Your goal:
Below are records. Find each line in them that holds the word "vertices" and copy it.

Stored records:
━━━━━━━━━━━━━━━━
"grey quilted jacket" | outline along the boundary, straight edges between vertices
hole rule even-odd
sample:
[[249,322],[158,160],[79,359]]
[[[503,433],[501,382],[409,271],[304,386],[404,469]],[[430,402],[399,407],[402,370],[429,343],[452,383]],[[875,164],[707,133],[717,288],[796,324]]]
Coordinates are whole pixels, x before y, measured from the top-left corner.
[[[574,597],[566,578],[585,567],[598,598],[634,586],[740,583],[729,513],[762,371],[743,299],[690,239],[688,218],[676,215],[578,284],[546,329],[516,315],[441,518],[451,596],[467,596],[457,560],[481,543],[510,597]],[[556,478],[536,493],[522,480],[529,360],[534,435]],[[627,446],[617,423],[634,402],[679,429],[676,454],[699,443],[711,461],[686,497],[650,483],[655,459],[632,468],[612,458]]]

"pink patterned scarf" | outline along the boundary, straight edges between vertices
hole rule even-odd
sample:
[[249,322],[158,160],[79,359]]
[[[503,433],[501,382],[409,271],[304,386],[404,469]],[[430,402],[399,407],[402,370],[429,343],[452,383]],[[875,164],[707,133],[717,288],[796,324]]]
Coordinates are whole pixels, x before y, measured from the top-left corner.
━━━━━━━━━━━━━━━━
Written solution:
"grey quilted jacket" | outline along the boundary, straight edges between vertices
"pink patterned scarf" | outline along the boundary, straight edges between vertices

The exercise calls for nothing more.